Set of tasks
a – From the text on insecurity and education in Africa, print the part that opens with the words containing "For example, school" and closes with "negatively impacting productivity.".
b – Name every organization that the text on insecurity and education in Africa credits with a report or data supplying a figure.

The 2021 report of the Institute of Economics and Peace (IEP) on the economic value of peace, indicated that altogether insecurity and violence cost the country up to 8% of its GDP (about $132.59 billion or N50.38 trillion).

A 2021 United Nations report showed that insurgent groups such as Boko Haram and banditry have killed at least 350, 000 people, with more than two million displaced since 2009.

Insecurity has also led to 59.6% decline (from $23.99 billion to $9.68 billion) in capital inflow in Nigeria between 2019 and 2020, according to data from the National Bureau of Statistics. A report by OXFAM shows that $18bn per year is lost to Africa as a result of conflict.

To this end, we see the UK conference an example of a system in progress, and Africa needs to take serious lessons from some of the issues that trended at the summit such as re-orienting education towards change, transformation and social justice.

Students need to become in tune with globalisation and its many forms of growth and expansion within the context of the complex social, cultural, political, ideological and personal circumstances of this century. They need to learn how current trends cut across the world of education, and its subsequent impact on societies, institutions and individuals.

It is praiseworthy that the London conference raised $4 billion out of its projected $5 billion over five years. We, at Prime Business Africa, believe that the strategy of raise-your-hand donation, as was used during the UK Education conference, can be replicated in African countries with many good spirited multinational firms.

We also commend the recently launched EKOEXCEL and EdoBEST basic education programmes in Lagos and Edo States in Nigeria, respectively, which have leveraged partnerships to train and place thousands of government school teachers on the path of digital teaching and learning systems.

In response to COVID-19 disruptions in the education sector, UNESCO has recommended the use of distance learning programmes and open educational applications and platforms that schools and teachers can use to reach learners remotely and limit the disruption of education. Online learning may not be the panacea, given the benefits of conventional schooling.

For example, school performance hinges critically on maintaining close relationships with teachers, according to some experts. This is particularly true for students from disadvantaged backgrounds, who may not have the parental support needed to learn on their own. Yet working parents are more likely to miss work when schools close in order to take care of their children, incurring wage loss in many instances and negatively impacting productivity.

Record extracts

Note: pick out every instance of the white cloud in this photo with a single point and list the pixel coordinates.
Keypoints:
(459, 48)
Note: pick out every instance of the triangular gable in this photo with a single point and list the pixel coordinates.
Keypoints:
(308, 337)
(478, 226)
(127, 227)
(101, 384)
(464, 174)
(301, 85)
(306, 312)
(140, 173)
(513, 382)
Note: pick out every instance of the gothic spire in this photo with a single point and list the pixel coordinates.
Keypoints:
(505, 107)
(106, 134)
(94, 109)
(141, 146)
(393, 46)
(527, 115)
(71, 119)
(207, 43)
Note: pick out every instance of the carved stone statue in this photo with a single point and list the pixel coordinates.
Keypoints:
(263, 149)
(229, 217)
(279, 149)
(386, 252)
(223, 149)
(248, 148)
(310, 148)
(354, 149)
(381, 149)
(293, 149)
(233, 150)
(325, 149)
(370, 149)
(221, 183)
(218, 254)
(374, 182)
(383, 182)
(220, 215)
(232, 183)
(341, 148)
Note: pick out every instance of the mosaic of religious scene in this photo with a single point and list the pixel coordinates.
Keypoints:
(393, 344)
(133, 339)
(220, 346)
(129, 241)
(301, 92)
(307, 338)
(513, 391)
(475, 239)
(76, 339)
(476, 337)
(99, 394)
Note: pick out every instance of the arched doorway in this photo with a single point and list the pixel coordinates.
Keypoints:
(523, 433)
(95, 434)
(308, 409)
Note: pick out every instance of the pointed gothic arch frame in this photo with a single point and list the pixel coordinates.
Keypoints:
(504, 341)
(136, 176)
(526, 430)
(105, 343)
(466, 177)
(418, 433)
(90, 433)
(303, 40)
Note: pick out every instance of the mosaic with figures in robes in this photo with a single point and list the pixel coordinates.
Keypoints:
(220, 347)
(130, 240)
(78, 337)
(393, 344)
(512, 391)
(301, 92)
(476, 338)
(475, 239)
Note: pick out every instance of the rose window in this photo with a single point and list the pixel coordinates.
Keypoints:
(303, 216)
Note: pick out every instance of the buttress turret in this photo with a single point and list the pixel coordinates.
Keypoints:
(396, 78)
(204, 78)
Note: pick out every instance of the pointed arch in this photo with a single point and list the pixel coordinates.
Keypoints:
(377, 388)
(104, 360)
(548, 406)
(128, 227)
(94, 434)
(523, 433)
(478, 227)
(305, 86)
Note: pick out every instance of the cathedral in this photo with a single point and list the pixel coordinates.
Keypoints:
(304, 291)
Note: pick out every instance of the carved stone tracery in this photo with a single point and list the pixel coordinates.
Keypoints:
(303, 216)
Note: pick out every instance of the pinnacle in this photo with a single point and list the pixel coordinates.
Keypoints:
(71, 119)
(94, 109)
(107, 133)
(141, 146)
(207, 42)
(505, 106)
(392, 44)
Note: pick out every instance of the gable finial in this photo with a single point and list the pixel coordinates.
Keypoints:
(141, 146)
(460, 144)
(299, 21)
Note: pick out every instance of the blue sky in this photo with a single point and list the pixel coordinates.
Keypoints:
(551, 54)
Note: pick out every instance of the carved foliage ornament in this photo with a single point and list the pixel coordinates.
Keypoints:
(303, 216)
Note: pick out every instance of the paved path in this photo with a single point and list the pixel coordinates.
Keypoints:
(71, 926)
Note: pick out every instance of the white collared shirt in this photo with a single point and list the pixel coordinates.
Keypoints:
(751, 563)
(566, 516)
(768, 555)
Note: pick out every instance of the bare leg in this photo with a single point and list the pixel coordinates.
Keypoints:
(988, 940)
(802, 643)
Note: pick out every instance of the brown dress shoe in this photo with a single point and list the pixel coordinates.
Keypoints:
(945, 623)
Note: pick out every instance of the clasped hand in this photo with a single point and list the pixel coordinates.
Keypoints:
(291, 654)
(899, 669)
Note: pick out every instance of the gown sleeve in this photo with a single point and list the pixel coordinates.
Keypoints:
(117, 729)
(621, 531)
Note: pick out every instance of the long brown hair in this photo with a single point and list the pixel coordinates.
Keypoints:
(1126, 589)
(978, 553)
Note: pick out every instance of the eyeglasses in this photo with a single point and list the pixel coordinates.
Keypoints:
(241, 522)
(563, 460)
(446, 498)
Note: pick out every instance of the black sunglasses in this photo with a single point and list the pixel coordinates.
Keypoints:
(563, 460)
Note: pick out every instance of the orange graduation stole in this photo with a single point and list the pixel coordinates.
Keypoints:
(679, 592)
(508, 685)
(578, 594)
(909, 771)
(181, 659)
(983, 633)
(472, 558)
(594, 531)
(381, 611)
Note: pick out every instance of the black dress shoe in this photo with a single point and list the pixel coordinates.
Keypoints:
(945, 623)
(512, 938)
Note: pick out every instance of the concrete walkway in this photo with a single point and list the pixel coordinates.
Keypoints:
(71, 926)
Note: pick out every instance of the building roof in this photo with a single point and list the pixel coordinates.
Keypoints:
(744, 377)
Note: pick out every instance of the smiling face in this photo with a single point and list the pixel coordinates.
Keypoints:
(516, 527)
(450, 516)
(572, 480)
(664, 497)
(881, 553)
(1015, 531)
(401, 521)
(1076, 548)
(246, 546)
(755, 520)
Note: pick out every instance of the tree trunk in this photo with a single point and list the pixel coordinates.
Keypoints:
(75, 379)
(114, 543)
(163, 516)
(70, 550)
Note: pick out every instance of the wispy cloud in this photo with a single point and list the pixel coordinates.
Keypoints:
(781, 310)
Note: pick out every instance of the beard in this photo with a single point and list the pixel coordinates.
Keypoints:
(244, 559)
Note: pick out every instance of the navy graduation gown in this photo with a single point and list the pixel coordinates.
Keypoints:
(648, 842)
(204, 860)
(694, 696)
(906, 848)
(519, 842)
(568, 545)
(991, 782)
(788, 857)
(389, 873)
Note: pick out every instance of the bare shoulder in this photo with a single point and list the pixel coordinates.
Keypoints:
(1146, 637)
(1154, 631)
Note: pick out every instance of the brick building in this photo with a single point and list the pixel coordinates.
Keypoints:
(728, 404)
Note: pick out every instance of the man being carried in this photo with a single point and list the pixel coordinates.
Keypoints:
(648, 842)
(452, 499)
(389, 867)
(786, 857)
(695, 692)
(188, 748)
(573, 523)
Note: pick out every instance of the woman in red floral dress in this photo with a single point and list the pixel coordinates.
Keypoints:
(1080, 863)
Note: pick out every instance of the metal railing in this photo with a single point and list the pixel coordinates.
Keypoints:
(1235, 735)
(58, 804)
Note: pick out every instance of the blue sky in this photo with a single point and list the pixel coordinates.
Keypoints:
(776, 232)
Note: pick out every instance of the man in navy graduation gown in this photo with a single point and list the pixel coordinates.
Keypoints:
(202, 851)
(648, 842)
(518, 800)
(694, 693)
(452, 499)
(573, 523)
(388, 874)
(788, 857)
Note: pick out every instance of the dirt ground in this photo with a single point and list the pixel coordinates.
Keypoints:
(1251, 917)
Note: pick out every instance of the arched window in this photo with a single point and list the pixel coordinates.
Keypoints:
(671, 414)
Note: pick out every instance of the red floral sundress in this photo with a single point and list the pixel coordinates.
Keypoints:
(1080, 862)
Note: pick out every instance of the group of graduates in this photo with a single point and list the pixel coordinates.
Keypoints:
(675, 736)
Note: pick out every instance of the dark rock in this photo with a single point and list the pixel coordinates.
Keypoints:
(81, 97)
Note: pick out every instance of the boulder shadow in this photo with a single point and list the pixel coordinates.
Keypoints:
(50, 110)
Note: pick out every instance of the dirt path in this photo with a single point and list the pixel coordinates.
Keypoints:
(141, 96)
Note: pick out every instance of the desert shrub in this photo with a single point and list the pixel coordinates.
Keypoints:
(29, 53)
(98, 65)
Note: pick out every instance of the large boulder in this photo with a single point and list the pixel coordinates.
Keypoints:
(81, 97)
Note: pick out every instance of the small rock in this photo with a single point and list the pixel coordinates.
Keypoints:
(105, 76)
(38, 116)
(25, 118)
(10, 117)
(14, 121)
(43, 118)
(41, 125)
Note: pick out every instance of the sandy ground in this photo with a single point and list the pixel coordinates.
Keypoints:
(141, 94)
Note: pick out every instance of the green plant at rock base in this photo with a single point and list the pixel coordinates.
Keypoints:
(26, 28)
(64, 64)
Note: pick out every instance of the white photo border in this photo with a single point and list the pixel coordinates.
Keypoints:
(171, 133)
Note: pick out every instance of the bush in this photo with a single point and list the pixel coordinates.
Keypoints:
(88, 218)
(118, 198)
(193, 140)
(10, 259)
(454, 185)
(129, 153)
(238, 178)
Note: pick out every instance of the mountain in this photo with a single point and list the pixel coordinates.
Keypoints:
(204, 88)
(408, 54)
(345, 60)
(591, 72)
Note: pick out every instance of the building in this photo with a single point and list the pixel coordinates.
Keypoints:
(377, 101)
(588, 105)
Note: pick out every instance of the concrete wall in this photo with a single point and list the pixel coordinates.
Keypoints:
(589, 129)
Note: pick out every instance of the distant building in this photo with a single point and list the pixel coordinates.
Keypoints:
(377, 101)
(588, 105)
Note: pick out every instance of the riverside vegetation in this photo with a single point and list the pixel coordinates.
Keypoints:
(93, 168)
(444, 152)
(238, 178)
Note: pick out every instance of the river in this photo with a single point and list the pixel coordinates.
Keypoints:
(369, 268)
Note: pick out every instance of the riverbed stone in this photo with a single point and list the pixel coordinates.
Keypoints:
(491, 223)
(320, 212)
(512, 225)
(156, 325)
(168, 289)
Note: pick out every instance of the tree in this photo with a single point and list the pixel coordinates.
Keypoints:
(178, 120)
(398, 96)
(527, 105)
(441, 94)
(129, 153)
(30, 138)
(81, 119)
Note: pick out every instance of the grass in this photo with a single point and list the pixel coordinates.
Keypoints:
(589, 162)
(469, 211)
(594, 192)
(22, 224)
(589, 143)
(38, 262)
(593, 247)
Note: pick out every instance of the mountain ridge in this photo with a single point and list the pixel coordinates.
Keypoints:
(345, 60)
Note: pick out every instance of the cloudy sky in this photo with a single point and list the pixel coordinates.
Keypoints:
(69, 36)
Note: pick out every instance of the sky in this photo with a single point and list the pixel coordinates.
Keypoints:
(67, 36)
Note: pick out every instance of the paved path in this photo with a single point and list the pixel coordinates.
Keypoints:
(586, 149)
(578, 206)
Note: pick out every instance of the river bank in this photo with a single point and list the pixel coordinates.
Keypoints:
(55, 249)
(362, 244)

Results for the exercise
a –
For example, school performance hinges critically on maintaining close relationships with teachers, according to some experts. This is particularly true for students from disadvantaged backgrounds, who may not have the parental support needed to learn on their own. Yet working parents are more likely to miss work when schools close in order to take care of their children, incurring wage loss in many instances and negatively impacting productivity.

b –
- Institute of Economics and Peace (IEP)
- United Nations
- National Bureau of Statistics
- OXFAM